EXERCISE DIRECTIONS: All of the records must be repeated exactly.

TASK INPUT:

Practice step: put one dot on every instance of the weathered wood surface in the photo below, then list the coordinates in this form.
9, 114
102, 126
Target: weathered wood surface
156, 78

RESPONSE TO THE TASK:
Practice step: put one dot on every instance of the weathered wood surface in the photo below, then list the coordinates in this form.
9, 114
102, 126
Target: weathered wood surface
156, 78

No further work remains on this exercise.